Excerpt provided.
When Elda Yleana Arce came to the United States in 1975, she was told that she should reconsider her dream of being a doctor. As a Latina immigrant, she listened to people tell her that no white patients would want her, so no hospitals would either. She proved them wrong by becoming the head of the Adolescent Medicine Clinic at Children’s National Medical Center. It is in her memory that her son, Daniel Hammond, named the Yleana Leadership Foundation - and it is in her honor that we served students every day for 12 years.
From our Co-Founder and Executive Director, Alyssa Bowlby:
It has been our honor to serve our students, families, and partners for the last 12 years.
As is the case for so many nonprofits, our sunset (effective January 2025) has come primarily out of financial necessity.
Thank you for supporting us for our 12 years of hard work. I'll never be able to thank you enough for your support - for your love, passion, and dedication.
I'm incredibly proud of the 12 years of work we did and all the students whose lives we made actionably, measurably better - out in the world in every walk of life, with greater belief in themselves, improved critical thinking, and an open-er mind than they otherwise might have had. Here on our website are faces of those children (now adults!) whom I love ferociously and who are succeeding in their own ways, writing their own stories. Thank you for your support in making our students' success that much more possible.
The thing I’m most proud of is how hard we worked to genuinely make change. I can say with complete sincerity that there was never a day we at Yleana didn’t all work to make the world better and help our kids succeed with every fiber of our being. I am most proud that our curriculum had rigor and our interventions had teeth and our work, on the whole, had more impact that many people thought was possible. Our students succeeded in ways folks wouldn't have believed. THAT IS IMPACT. And that's the best thing I could hope for.
A lot of folks, when they find out Yleana is sunsetting, are extremely sad. I am also really sad. I was never happier than teaching; being around all those kids having epiphanies about how smart they were was my spirit’s lifeblood.
I fundamentally believe that children are our future and to make them smart, safe, confident, and critical thinkers is the best thing we can do for ourselves and for them! I’m a firm believer that serving our students is actually caring for our community, which makes all of us stronger. And if there’s one thing I’ve taken away from the increased polarization and decreased emphasis on the truth in our country, we need empathy and community and long-term, context-rich, critical thinking and macro oversight MOST right now.
I try to take comfort that each of our small actions adds up to a multitude - I do believe that, and I hope that in my next act, I'm able to continue making the world tangibly better. Students in underserved schools in their formative years need support, service, and love perhaps more than anyone. I urge you to continue working to make that come true in your daily life, whether through financial support, the gift of your time, or just the intentions with which you vote and make decisions about your community.

Exercises.
1. Repeat word for word the passage of the Yleana Leadership Foundation farewell message from "I try to take" to "about your community.".
2. In the Yleana Leadership Foundation farewell message, which clinic did Elda Yleana Arce become head of?
3. Go on with the Yleana Leadership Foundation farewell message, picking up after its final sentence.

Data for review.
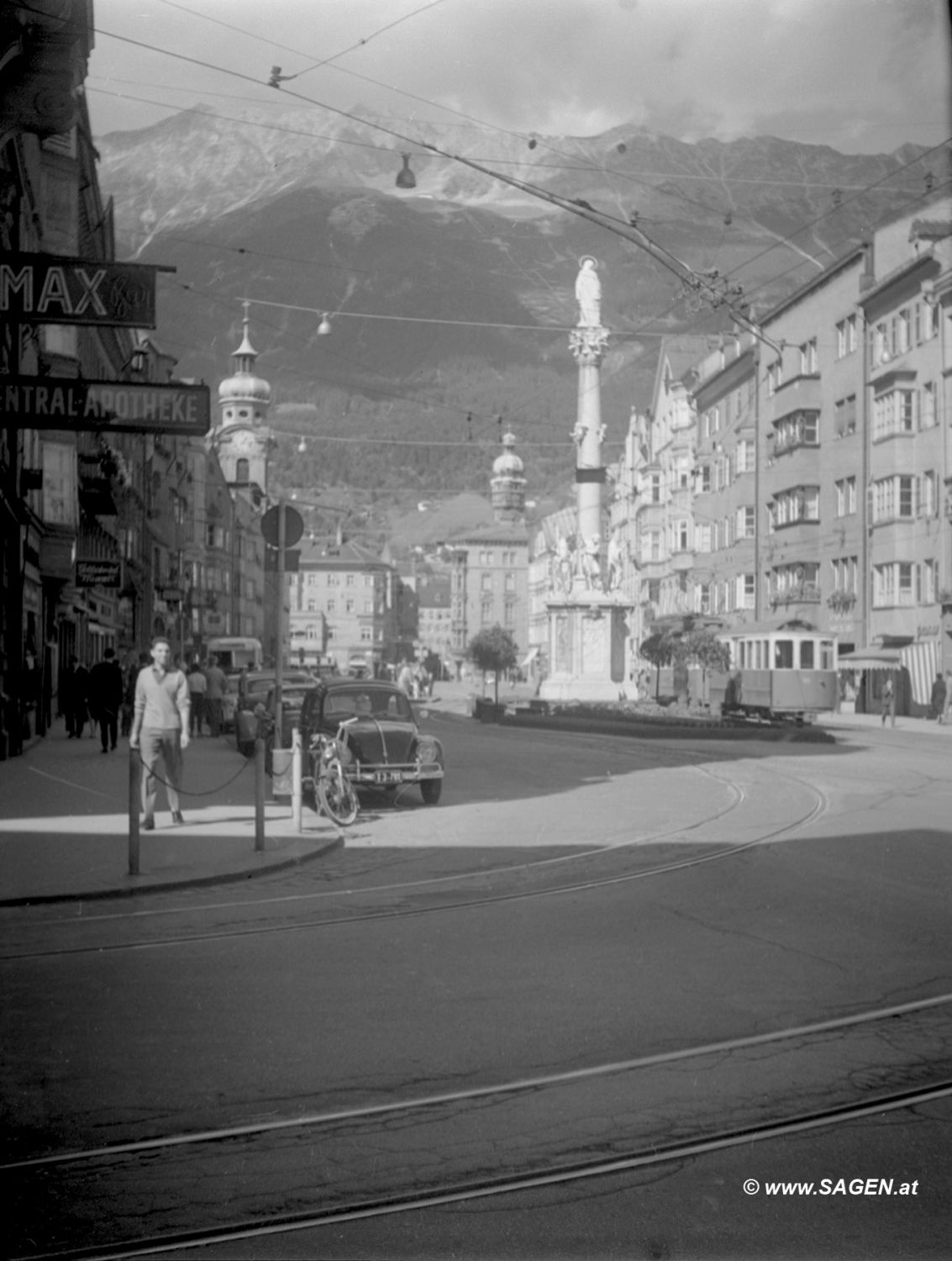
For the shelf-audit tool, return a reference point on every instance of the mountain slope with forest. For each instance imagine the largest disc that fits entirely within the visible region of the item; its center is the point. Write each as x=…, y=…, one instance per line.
x=450, y=303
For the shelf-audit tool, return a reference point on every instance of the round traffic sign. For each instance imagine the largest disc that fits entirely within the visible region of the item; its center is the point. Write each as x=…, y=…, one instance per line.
x=292, y=526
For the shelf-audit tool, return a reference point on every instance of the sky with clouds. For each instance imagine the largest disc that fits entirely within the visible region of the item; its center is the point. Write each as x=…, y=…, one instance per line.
x=861, y=76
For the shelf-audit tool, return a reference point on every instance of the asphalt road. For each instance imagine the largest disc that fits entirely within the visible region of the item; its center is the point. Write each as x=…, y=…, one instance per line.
x=573, y=903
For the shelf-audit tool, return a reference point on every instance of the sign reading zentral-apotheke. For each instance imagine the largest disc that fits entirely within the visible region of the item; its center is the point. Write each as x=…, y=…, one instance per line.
x=45, y=289
x=67, y=403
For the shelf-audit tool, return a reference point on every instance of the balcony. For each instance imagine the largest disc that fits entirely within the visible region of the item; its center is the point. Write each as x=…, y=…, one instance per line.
x=798, y=393
x=803, y=593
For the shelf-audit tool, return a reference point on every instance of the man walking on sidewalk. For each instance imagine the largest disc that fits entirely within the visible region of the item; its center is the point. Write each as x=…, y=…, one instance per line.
x=214, y=695
x=160, y=723
x=106, y=696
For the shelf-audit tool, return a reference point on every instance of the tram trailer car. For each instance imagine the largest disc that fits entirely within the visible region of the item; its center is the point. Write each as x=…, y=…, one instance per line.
x=777, y=673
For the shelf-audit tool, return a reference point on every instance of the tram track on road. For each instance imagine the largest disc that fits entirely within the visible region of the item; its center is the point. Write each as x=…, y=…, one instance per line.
x=464, y=1144
x=416, y=898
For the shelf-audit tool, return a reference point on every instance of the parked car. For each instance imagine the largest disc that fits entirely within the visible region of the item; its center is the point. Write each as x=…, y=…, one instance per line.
x=383, y=744
x=252, y=690
x=229, y=701
x=292, y=700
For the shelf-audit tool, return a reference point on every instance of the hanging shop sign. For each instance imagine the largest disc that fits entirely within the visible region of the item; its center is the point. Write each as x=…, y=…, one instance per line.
x=45, y=289
x=98, y=572
x=60, y=403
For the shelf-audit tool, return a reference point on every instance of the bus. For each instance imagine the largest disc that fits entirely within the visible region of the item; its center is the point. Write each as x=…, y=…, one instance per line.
x=236, y=653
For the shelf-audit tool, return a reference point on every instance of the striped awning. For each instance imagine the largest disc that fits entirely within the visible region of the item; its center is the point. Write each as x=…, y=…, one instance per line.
x=922, y=661
x=871, y=658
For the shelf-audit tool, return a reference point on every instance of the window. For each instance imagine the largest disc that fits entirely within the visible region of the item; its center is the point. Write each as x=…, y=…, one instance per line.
x=893, y=413
x=929, y=582
x=845, y=337
x=845, y=416
x=800, y=504
x=928, y=497
x=846, y=497
x=927, y=405
x=894, y=499
x=808, y=358
x=797, y=429
x=844, y=572
x=894, y=584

Results for the exercise.
1.
I try to take comfort that each of our small actions adds up to a multitude - I do believe that, and I hope that in my next act, I'm able to continue making the world tangibly better. Students in underserved schools in their formative years need support, service, and love perhaps more than anyone. I urge you to continue working to make that come true in your daily life, whether through financial support, the gift of your time, or just the intentions with which you vote and make decisions about your community.

2. She became head of the Adolescent Medicine Clinic at Children's National Medical Center.

3.
Thank you for supporting our kids and a belief that we would be able to make students better critical thinkers and thus better equipped to take on the challenges of a crazy world. Although it saddens me beyond words to end Yleana, my board keeps reminding me that WE DID IT for 12 years and that that is something to be SO PROUD OF. That for those 12 years, we worked like crazy to achieve our goals and were able to make measurable change, which we see in the eyes of our students and know when they hug us and tell us they wouldn’t have made it without us. Thank you for your support with everything Yleana has been and everything our kids will continue to be. Thank you for really, honestly, contributing to 12 years of amazing change. You are a change-maker - and that's a beautiful thing to be.
Dan, our co-founder and Elda’s son, gave me a piece of her jewelry - a necklace of a tumi. I never take it off - it is close to my heart every day - carrying the reminder of our work and our kids and everything wonderful we believe about the power of education. Elda’s belief in education is something that we keep with us, that lives beyond her and beyond the organization that was her namesake. It is my north star as I move into the next act of my life.
If I can leave you with two takeaways from my time at Yleana - I believe fervently that we must:
Care for our those at the bottom of the socioeconomic ladder, our veterans, our disabled, and anyone who’s been marginalized or disenfranchised over time. It is incumbent upon us to ensure no one takes advantage of these folks and we do our best to give them the tools to succeed in our society.
Ensure people are educated, critical thinkers. An educated populace makes better decisions for itself and for the community, both short-term and long-term.
And please don’t give up! It feels like a dark time, but it’s always darkest before the dawn.